» **Extract provided**

Being too harsh on yourself could lead to OCD, anxiety

Sun Online Desk

2nd May, 2019 12:41:52 printer

Being too harsh on yourself could lead to OCD, anxiety

People who report intense feelings of responsibility are susceptible to developing Obsessive Compulsive Disorder (OCD) or Generalized Anxiety Disorder (GAD), recent findings suggest.

“People with OCD [are] tortured by repeatedly occurring negative thinking and they take some strategy to prevent it... GAD is a very pervasive type of anxiety. [Patients] worry about everything,” said Yoshinori Sugiura, lead author of the study.

Anxiety and OCD-like behaviours, such as checking if the door is locked, are common in the general population. However, it is the frequency and intensity of these behaviours or feelings that mark the difference between a character trait and a disorder.

“For example, you’re using two audio recorders instead of one. It’s just in case one fails ... having two recorders will enhance your work but if you prepare many recorders ... that will interfere with your work,” Sugiura explained.

A problem Sugiura identifies in psychology is that each disorder that sufferers experience has several competing theories regarding their cause.

» **Provided records**
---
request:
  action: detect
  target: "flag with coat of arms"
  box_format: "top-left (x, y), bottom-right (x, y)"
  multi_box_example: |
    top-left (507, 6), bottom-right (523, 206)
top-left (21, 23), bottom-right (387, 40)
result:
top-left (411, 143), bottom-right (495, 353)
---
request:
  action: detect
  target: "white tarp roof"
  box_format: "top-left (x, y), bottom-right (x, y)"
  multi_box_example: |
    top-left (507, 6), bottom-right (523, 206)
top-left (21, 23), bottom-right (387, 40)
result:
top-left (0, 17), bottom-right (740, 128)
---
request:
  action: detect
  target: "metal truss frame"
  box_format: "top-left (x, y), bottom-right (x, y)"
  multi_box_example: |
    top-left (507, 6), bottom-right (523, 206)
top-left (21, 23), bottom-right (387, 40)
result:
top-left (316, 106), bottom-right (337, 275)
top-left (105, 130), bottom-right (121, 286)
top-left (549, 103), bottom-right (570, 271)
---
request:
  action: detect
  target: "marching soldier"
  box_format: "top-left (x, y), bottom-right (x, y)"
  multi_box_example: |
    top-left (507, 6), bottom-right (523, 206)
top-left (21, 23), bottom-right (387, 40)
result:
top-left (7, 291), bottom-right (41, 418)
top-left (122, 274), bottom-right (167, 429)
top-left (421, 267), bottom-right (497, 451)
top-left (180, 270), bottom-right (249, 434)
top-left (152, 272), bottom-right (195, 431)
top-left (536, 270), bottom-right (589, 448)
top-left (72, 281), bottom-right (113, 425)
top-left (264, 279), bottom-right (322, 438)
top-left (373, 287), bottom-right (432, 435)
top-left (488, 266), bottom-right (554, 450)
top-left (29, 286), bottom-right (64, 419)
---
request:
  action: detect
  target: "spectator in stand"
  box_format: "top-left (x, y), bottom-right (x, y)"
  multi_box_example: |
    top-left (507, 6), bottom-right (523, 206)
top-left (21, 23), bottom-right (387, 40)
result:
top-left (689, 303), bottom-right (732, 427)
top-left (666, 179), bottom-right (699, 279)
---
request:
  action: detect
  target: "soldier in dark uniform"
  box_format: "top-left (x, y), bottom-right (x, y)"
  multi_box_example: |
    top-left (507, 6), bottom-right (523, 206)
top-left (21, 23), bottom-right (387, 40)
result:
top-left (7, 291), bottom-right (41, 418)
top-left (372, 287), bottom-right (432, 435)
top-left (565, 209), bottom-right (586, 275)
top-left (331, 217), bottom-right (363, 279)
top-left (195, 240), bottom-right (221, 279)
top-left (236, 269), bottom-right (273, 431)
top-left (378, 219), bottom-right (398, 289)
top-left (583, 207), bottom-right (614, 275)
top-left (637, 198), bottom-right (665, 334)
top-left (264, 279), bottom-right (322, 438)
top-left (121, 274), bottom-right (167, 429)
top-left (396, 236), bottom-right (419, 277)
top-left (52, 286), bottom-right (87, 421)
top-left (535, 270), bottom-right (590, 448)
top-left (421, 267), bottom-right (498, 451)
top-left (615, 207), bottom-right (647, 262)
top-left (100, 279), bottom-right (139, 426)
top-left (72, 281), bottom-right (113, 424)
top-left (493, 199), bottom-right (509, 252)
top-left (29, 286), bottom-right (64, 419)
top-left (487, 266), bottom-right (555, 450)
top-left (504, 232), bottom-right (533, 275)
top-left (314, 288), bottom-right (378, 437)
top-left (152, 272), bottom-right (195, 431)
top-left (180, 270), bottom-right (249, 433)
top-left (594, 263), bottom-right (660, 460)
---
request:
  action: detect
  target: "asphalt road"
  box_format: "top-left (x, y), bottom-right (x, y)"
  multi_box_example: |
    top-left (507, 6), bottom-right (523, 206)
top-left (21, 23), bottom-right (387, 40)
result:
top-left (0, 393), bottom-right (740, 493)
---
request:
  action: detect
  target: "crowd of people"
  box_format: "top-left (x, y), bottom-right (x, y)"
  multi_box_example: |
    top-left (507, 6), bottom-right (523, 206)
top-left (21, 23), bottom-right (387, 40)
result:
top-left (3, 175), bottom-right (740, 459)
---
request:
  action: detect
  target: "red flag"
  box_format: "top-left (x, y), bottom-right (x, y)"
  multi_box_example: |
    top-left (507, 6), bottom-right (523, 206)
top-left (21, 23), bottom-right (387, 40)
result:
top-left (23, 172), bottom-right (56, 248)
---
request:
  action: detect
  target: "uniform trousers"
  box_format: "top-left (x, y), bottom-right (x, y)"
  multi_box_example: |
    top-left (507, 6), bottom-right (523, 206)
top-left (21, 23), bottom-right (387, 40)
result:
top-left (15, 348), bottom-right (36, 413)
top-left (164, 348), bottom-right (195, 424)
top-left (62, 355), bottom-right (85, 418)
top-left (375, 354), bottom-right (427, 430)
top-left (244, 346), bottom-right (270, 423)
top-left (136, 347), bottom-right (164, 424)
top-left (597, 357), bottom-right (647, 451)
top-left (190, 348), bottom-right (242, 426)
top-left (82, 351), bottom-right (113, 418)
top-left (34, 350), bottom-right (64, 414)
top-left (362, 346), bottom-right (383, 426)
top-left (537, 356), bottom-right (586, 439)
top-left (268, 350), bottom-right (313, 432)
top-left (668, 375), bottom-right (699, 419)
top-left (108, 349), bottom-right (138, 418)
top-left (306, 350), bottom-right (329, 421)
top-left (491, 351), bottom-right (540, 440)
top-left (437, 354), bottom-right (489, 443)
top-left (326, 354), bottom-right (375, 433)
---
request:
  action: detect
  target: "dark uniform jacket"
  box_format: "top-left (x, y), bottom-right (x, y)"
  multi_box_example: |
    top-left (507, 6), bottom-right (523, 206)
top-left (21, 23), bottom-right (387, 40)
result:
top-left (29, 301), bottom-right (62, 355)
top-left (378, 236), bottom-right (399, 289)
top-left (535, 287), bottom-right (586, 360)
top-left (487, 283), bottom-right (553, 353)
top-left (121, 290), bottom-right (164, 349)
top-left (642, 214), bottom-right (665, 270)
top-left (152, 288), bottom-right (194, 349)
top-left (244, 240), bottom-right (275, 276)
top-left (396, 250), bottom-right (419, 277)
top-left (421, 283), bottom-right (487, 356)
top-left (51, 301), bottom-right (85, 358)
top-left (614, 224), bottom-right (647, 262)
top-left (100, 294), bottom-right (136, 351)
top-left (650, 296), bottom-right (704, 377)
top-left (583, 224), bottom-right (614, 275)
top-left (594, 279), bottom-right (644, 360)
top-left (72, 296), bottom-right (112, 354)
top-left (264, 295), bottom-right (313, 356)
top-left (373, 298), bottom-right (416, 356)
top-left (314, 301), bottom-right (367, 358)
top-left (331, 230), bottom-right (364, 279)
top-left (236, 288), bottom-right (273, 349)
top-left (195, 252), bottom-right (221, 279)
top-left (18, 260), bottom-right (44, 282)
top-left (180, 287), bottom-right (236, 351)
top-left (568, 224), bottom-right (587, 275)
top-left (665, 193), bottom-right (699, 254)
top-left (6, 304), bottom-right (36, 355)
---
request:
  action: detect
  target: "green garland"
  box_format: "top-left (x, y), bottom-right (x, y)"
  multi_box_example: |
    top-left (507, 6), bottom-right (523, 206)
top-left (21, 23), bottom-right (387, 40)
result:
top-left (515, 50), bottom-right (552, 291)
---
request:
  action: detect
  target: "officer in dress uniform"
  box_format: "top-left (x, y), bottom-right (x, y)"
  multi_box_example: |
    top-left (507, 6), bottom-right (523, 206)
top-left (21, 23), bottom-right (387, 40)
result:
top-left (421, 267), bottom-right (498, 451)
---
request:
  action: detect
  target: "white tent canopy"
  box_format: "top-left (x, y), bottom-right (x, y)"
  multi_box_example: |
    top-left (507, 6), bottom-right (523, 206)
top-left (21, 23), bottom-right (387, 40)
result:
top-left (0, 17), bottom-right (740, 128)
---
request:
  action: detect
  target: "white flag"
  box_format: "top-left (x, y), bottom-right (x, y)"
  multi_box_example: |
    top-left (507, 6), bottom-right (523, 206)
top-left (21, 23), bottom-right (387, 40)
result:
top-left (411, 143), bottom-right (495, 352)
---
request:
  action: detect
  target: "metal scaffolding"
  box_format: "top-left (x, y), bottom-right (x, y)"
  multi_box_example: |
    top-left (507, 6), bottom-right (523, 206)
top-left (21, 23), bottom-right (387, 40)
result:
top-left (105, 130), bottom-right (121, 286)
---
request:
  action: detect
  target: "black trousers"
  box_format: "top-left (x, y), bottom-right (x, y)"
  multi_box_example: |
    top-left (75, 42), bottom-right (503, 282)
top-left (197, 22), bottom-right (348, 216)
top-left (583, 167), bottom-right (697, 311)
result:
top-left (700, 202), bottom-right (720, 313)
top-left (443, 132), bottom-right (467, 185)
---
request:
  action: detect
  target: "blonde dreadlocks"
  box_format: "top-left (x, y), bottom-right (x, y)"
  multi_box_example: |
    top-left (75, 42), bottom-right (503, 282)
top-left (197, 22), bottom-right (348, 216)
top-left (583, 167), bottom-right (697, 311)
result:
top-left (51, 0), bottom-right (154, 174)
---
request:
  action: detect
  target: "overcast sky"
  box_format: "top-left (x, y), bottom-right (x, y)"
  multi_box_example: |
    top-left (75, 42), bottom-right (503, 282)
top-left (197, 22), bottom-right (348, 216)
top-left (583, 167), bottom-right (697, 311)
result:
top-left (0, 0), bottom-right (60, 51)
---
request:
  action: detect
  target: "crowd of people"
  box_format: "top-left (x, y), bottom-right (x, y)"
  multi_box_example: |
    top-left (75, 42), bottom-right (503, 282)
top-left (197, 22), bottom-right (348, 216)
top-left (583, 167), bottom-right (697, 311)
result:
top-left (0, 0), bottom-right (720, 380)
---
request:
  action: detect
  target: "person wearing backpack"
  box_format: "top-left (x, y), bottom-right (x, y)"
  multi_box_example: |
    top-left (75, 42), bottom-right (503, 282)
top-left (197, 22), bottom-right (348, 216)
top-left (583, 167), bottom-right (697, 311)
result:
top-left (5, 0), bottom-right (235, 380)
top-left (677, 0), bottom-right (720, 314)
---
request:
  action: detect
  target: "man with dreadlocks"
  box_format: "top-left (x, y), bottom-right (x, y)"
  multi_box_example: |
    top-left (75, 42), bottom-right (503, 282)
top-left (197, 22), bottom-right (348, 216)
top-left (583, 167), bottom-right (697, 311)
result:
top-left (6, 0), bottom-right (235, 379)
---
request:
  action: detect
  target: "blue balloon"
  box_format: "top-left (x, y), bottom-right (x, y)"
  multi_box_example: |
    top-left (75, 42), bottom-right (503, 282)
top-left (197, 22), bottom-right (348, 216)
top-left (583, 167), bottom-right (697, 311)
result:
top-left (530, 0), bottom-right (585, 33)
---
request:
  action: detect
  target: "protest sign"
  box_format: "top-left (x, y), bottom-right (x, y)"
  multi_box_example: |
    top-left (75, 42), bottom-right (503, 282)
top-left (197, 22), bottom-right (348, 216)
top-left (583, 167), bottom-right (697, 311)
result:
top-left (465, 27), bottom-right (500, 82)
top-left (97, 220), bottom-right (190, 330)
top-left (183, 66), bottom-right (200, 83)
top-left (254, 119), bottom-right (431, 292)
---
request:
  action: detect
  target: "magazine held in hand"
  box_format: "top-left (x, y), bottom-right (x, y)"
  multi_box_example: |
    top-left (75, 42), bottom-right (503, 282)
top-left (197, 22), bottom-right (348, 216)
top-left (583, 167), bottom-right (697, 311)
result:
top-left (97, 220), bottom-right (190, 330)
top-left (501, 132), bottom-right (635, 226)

» **What you have to do**
From the news article on self-harshness and anxiety above, extract the passage verbatim, from "2nd May, 2019" up to and including "and a disorder.".

» **Answer box**
2nd May, 2019 12:41:52 printer

Being too harsh on yourself could lead to OCD, anxiety

People who report intense feelings of responsibility are susceptible to developing Obsessive Compulsive Disorder (OCD) or Generalized Anxiety Disorder (GAD), recent findings suggest.

“People with OCD [are] tortured by repeatedly occurring negative thinking and they take some strategy to prevent it... GAD is a very pervasive type of anxiety. [Patients] worry about everything,” said Yoshinori Sugiura, lead author of the study.

Anxiety and OCD-like behaviours, such as checking if the door is locked, are common in the general population. However, it is the frequency and intensity of these behaviours or feelings that mark the difference between a character trait and a disorder.